§ **Required action**
For each record that follows, write out an identical copy.

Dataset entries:
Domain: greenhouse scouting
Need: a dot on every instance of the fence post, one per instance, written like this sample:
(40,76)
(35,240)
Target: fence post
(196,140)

§ **Written solution**
Domain: greenhouse scouting
Need: a dot on every instance of the fence post, one per instance, written like this sample:
(40,76)
(35,240)
Target: fence post
(196,140)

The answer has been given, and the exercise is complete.